Brief:
Reproduce verbatim the part of the items that opens with the line containing "--target street light" and closes with the line containing "Provide the mask of each instance of the street", both included, and output nothing else.

--------

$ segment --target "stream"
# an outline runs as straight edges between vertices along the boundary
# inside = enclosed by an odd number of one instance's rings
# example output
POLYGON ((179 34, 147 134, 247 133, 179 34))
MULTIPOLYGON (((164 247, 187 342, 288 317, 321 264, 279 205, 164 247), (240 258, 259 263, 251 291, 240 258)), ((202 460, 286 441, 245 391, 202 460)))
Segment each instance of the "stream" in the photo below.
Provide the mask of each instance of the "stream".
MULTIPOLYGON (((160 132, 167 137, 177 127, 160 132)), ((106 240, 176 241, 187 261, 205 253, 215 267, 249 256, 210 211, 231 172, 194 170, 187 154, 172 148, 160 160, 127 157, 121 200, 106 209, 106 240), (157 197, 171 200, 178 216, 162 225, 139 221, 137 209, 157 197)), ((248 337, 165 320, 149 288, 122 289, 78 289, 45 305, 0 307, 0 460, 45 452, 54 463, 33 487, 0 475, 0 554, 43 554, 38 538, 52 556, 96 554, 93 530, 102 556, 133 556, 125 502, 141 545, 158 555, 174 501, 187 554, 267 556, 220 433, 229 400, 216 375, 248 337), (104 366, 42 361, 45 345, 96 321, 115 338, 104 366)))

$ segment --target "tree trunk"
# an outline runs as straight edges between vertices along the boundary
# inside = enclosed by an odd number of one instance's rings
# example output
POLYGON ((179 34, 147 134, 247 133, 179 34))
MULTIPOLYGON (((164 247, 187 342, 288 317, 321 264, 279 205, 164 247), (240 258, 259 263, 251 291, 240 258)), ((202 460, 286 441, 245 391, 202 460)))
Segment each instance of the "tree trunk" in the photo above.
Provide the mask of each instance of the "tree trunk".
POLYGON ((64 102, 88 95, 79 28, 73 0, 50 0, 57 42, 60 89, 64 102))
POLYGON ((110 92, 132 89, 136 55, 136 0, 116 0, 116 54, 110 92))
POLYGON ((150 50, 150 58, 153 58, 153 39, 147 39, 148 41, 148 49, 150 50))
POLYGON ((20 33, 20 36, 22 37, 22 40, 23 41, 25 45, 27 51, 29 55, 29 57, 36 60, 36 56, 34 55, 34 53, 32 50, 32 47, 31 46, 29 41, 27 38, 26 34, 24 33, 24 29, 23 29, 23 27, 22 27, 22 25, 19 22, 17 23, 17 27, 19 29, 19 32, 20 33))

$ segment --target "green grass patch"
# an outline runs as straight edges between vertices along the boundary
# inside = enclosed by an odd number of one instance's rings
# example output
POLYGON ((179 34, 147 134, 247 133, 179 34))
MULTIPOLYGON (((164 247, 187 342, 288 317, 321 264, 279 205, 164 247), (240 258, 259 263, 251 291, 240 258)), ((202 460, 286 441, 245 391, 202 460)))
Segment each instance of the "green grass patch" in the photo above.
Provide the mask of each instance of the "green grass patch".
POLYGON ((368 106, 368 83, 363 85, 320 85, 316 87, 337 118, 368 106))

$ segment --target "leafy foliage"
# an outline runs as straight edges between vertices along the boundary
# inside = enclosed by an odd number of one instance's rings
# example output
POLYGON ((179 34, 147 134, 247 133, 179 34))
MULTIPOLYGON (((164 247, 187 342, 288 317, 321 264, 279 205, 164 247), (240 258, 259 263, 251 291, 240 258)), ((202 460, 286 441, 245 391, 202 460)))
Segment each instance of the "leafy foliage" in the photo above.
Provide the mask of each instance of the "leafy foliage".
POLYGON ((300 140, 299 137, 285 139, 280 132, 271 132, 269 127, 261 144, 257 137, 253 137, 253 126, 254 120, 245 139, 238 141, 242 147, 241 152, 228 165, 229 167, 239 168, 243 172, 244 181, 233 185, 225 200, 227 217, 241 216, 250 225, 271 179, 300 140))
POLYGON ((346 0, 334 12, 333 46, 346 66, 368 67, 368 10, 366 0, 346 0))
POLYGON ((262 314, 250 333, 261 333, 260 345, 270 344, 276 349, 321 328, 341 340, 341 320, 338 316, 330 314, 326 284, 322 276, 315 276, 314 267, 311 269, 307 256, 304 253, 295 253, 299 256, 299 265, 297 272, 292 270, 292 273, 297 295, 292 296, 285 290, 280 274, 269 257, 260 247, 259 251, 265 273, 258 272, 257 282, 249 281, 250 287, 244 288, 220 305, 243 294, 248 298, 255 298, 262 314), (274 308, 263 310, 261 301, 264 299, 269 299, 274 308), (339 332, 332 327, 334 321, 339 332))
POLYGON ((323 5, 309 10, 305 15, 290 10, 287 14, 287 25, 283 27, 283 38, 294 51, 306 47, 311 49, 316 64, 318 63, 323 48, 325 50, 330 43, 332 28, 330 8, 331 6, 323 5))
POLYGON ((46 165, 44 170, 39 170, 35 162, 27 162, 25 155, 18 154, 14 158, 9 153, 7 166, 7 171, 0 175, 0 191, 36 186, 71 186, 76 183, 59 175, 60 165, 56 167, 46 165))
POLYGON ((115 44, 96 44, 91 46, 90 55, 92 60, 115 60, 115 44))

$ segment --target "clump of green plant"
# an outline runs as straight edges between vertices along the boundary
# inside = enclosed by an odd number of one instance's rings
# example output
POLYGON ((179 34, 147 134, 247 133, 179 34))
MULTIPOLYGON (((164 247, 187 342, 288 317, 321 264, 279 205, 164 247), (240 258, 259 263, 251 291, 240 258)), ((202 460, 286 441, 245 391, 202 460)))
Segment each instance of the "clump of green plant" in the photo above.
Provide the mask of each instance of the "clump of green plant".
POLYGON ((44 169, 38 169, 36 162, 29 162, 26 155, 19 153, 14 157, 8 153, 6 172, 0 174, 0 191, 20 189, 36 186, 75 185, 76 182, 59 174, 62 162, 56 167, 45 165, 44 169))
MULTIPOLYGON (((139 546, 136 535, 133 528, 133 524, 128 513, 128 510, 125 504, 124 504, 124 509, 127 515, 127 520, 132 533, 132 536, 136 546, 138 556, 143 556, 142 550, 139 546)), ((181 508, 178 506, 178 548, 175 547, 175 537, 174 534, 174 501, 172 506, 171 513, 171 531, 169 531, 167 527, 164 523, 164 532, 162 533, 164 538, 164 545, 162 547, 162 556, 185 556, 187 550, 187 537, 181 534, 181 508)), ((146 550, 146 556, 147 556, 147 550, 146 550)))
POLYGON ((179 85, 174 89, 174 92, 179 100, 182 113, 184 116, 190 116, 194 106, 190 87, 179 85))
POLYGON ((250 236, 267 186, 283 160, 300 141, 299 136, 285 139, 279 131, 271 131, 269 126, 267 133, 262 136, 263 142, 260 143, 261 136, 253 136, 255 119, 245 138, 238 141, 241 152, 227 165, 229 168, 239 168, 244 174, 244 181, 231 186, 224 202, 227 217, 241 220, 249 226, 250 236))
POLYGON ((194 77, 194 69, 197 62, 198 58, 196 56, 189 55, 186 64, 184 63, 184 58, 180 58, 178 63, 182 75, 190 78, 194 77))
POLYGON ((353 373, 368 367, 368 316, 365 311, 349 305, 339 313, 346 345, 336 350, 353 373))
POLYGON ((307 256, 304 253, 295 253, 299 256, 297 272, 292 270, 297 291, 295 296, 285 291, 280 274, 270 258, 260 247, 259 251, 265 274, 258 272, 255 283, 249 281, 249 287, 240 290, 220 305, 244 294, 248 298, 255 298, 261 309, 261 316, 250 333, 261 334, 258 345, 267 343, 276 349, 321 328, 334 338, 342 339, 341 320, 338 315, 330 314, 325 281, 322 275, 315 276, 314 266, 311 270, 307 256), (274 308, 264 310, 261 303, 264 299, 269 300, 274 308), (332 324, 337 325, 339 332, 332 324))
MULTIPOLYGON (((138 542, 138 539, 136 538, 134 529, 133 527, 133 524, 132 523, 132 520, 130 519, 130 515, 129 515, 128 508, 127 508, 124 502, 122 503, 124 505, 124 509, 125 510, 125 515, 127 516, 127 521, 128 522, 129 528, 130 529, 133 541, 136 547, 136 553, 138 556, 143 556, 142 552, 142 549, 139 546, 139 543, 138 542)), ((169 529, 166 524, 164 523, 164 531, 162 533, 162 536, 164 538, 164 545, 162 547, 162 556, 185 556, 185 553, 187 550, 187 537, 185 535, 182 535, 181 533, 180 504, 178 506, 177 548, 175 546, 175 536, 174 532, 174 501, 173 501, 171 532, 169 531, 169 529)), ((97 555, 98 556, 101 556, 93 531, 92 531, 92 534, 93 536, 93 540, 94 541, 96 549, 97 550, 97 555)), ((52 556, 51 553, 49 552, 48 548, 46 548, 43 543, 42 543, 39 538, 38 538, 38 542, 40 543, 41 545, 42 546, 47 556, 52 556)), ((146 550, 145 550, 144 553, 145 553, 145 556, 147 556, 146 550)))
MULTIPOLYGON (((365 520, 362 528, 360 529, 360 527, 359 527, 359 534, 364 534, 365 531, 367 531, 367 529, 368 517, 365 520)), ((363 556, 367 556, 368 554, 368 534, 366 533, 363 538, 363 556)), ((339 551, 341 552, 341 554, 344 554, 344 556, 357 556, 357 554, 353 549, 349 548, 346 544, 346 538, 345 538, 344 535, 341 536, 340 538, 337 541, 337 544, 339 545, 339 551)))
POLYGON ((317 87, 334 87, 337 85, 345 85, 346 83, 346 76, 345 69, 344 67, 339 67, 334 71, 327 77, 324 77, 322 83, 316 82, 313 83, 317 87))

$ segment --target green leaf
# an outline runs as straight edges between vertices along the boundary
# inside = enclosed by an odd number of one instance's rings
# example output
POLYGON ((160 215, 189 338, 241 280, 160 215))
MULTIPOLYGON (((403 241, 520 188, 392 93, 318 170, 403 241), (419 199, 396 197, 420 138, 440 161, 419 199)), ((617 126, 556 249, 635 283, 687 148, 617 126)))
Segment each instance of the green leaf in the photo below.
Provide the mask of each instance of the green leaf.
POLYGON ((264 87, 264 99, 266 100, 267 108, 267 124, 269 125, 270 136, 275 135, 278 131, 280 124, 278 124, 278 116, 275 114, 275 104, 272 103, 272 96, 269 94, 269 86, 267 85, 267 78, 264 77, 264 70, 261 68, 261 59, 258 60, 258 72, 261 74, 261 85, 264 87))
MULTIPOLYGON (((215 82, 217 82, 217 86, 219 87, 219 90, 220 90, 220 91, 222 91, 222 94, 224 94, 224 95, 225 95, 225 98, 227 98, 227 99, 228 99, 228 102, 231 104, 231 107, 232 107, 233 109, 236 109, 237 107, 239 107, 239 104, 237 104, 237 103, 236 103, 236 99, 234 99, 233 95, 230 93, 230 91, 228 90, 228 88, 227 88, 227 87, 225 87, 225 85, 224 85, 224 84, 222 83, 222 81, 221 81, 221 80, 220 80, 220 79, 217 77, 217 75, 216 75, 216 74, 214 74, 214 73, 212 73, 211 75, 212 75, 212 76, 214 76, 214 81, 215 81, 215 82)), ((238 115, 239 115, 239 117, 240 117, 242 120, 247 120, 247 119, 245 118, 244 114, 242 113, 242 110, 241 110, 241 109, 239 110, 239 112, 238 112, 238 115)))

--------

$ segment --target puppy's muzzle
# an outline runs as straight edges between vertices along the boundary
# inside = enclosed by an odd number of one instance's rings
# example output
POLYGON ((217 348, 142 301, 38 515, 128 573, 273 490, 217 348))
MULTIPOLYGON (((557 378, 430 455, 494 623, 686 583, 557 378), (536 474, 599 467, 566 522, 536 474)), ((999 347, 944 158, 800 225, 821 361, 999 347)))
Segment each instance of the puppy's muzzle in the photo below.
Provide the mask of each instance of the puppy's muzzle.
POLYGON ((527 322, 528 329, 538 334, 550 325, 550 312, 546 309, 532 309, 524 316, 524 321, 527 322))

--------

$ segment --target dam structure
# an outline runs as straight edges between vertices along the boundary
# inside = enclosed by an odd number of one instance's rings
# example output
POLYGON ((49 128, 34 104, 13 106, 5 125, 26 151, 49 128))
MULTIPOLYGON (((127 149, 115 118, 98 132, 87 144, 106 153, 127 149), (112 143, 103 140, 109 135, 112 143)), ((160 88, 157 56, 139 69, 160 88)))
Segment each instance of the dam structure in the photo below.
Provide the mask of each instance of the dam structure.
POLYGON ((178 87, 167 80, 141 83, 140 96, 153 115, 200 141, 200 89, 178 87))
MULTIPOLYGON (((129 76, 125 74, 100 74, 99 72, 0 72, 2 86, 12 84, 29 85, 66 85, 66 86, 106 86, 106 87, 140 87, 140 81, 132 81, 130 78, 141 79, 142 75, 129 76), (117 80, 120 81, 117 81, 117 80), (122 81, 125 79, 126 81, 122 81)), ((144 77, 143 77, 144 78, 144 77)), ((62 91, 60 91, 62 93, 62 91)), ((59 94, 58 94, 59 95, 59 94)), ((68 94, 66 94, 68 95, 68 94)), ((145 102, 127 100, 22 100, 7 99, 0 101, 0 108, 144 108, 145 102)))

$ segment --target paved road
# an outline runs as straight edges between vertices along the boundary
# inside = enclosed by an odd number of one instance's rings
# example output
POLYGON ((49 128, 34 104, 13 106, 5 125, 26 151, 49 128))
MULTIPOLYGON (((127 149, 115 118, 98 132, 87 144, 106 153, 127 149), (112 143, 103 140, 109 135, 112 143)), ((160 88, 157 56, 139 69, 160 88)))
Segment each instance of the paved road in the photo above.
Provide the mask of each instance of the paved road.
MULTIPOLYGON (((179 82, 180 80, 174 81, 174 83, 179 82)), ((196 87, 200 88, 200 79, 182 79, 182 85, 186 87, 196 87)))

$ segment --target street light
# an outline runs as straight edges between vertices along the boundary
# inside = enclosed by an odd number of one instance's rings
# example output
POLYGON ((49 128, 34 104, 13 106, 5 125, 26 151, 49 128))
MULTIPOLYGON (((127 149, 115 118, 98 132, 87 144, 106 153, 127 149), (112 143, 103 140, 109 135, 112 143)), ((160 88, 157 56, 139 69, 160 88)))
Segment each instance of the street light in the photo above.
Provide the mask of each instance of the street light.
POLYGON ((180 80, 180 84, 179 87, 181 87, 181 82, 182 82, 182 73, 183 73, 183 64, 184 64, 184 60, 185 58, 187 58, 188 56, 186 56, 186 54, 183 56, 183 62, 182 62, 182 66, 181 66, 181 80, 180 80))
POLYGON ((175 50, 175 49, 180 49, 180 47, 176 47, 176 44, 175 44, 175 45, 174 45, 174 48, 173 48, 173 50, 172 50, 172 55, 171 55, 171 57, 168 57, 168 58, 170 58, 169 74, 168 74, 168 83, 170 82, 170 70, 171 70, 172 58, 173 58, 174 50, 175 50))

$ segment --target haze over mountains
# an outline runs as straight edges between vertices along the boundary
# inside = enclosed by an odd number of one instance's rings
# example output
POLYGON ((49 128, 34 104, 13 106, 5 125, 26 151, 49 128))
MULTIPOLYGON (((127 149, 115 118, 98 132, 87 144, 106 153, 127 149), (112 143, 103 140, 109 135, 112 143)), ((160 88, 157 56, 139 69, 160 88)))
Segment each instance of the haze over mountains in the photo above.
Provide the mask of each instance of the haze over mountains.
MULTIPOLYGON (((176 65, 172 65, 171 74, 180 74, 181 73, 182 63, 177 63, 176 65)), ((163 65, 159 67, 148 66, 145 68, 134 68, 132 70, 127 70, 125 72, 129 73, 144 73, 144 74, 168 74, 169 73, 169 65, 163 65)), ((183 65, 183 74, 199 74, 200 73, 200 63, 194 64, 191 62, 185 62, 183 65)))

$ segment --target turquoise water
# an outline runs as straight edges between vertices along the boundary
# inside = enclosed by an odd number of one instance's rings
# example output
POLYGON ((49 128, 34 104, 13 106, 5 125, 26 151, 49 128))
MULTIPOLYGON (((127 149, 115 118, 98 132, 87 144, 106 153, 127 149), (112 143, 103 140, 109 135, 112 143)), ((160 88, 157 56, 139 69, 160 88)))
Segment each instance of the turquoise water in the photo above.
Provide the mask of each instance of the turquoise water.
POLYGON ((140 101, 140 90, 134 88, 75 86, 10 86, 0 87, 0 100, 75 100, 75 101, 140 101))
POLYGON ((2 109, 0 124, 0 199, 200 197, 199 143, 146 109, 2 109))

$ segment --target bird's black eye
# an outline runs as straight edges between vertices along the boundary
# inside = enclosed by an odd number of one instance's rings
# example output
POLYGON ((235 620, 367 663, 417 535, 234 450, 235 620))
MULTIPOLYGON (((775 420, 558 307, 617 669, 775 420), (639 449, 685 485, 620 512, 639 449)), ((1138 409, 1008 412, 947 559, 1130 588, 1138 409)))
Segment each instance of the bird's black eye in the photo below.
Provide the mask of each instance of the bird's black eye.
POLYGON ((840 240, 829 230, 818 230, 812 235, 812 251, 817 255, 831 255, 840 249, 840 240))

--------

Completed task:
$ segment --target street light
# an outline runs as straight edges between vertices along the boundary
# inside = enclosed by an odd number of one instance's rings
# example output
POLYGON ((49 128, 34 104, 13 106, 5 125, 26 151, 49 128))
MULTIPOLYGON (((127 149, 115 118, 98 132, 87 144, 106 153, 127 149), (112 143, 103 140, 109 135, 112 143)), ((160 88, 157 56, 139 69, 160 88)))
Segment each instance of the street light in the photo above.
Provide the mask of each instance of the street light.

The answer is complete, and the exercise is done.